Dataset entries:
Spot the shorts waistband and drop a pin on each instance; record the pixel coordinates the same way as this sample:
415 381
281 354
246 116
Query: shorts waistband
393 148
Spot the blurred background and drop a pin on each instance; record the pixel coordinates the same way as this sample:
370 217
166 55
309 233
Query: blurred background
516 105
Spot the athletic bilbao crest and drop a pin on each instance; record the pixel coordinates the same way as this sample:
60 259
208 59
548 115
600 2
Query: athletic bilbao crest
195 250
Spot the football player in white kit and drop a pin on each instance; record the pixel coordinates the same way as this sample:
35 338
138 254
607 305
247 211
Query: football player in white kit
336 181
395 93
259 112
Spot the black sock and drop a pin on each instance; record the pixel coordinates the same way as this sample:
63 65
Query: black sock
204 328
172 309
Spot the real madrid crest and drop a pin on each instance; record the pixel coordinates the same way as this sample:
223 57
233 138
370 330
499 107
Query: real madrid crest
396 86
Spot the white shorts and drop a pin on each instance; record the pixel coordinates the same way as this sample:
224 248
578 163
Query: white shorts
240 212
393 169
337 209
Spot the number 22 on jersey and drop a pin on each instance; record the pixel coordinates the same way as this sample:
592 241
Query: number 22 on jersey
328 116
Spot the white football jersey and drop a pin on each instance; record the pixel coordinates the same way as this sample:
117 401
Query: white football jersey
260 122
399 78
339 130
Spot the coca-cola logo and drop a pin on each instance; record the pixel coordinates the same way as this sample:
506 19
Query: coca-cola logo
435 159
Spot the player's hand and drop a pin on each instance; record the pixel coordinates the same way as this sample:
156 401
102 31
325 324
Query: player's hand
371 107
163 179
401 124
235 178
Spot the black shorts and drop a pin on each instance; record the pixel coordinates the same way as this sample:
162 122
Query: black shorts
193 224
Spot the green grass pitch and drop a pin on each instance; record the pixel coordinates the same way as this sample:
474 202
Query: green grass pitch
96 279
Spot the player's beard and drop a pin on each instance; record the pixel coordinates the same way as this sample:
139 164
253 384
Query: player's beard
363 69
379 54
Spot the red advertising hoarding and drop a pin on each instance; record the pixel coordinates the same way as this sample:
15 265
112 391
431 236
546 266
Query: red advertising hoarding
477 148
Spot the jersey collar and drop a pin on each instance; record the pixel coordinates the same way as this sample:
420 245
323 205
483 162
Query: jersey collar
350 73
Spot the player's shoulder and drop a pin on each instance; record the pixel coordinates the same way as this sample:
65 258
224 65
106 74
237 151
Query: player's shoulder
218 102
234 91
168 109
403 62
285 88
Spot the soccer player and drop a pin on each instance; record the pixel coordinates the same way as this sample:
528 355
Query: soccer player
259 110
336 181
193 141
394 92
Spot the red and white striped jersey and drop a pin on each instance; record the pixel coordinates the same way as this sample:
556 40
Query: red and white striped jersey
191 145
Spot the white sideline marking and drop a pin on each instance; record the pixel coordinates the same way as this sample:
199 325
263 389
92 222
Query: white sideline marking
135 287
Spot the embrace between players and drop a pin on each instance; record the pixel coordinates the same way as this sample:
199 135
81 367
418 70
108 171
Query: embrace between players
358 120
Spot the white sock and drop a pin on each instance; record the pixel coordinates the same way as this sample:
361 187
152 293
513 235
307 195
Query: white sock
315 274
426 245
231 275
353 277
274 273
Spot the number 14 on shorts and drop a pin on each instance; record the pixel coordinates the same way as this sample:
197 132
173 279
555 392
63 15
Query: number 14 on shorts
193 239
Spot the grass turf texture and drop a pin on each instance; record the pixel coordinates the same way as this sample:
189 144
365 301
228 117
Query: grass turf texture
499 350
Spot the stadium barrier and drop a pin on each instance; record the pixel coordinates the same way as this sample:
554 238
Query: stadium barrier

Brief -> Your response needs to restate the lines above exactly.

Solution ->
Spot the shorts waistband and drop a pin on each instance; record the pixel coordinates the same way as this sample:
415 381
281 354
246 116
Query: shorts waistband
393 148
Spot the blurred background and drop a pin on each instance; record the pixel coordinates the same way as this sample:
370 217
166 55
309 233
Query: blurred background
516 105
Spot the athletic bilbao crest and drop a pin on each instance; record the pixel coordinates the same way as this sample:
60 259
208 59
548 115
600 2
Query: athletic bilbao crest
195 250
Spot the football player in white kit and drop a pin on each instance; record the pixel coordinates the same way as this sample:
35 338
138 254
607 305
247 211
Query: football player in white kit
336 181
395 93
259 112
Spot the black sock and drop a pin on each instance; record the pixel coordinates the same way as this sample:
63 65
Query: black sock
204 328
172 309
Spot the real madrid crest and drop a pin on each instance; record the pixel coordinates the same way as this sample:
223 57
233 138
370 330
499 107
Query: real madrid crest
396 86
Spot the white shorts and drop a pin on each instance; record the pixel coordinates the same way as this sample:
224 248
578 163
Query: white shorts
240 212
393 169
337 209
Spot the number 22 on jersey and drop a pin on each instance; record the pixel coordinates the same way as this sample:
592 241
Query: number 22 on jersey
328 116
Spot the white football jersey and drop a pin on each instance; record the pixel coordinates the same way as this sample:
117 401
Query: white football jersey
260 122
399 78
339 130
Spot the coca-cola logo and drop a pin on each instance; record the pixel coordinates the same way as this sample:
506 19
Query: coca-cola logo
435 159
Spot the player's hand and drop a pin on each instance; record the pixel coordinates the same way as this sample:
156 401
102 31
325 324
Query: player's hand
371 107
163 179
401 124
235 178
Spot the black shorts and drop a pin on each instance; record the pixel coordinates the same way as this sample:
162 122
Query: black shorts
193 224
Spot the green grass pitch and drop a pin on each instance; record the pixel coordinates the same way as this sample:
474 202
Query: green grass pitch
96 279
Spot the player's beard and drop a pin on each instance; record the pixel coordinates the same way as this sample:
139 164
253 384
Query: player's beard
363 69
379 54
Spot the red advertising hoarding and drop a pin on each instance; record the pixel coordinates the same way as this sample:
15 265
112 391
431 236
546 266
Query: red advertising hoarding
477 148
Spot the jersey collar and drop a pin on each instance; record the pixel coordinates the same way as this sample:
420 245
323 205
483 162
Query: jersey collar
350 73
Spot the player's shoulder and drop a pin on each instance; record the pixel coordinates the same way as this sample:
65 258
224 65
106 74
237 151
Query: player's shoulder
218 102
234 91
168 109
403 62
285 88
Spot the soccer player and drop a pin on each instance; record the pixel coordinates the same way as this sample:
528 355
Query: soccer player
259 110
336 181
193 141
394 92
Spot the red and white striped jersey and drop a pin on each instance; record the pixel coordinates the same way as this sample:
556 40
Query: red and white striped jersey
191 145
Spot the white sideline marking and drop a pin on each instance; record the pixel coordinates the same way as this sample:
199 325
263 389
92 222
Query: white sideline marking
135 287
Spot the embrace between players and drop a pin on each instance; record the pixel coordinates the same way as this sample:
199 135
81 367
418 70
108 171
Query: embrace between players
358 120
Spot the white sock and drop a pin on each instance; record the pixel coordinates the same way as this sample:
361 187
152 293
513 235
307 195
Query: white sock
315 274
426 245
231 275
353 277
274 273
Spot the number 14 on shorts and drop a pin on each instance; record the pixel coordinates the same way as this sample:
197 132
173 279
555 392
63 15
Query: number 14 on shorts
193 239
Spot the grass turf texture and drop a pin on each instance; record the pixel coordinates the same way as this sample:
189 144
365 301
228 117
Query: grass turf texture
499 350
Spot the stadium barrier and drop a pin on each instance; record the pixel coordinates the same way as this sample:
554 238
Query: stadium barrier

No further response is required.